Supplied entries ->
.....

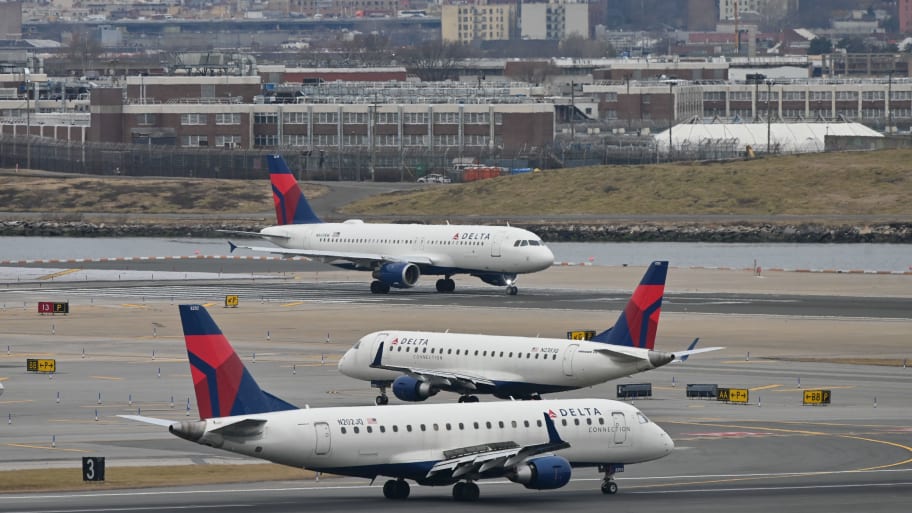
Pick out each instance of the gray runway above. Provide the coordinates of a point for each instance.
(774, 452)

.....

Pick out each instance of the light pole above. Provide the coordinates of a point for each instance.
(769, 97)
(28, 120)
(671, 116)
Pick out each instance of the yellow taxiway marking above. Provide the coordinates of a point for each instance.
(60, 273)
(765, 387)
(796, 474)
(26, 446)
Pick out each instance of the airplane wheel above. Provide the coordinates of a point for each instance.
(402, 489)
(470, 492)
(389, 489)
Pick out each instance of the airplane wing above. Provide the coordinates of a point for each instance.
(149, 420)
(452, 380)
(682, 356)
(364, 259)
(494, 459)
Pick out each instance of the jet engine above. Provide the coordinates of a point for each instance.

.....

Aim of the task -> A word-for-word copy of the lines above from the one with "Pick out each instance of the airplane wheel" through the one with "Pick out each instance of the jet", inclusive, is the only output wanted.

Completed exercise ->
Pick out each instance of the airplane wheel above. Provide the coordinates of a point for each instance.
(402, 489)
(470, 492)
(389, 489)
Pick out each instance of the airplane wing above. Provide the coordinates of a point for each instance.
(149, 420)
(452, 380)
(682, 356)
(364, 259)
(494, 459)
Pick out each instance of the jet engine above. Provide the coordinates of a point for each instance.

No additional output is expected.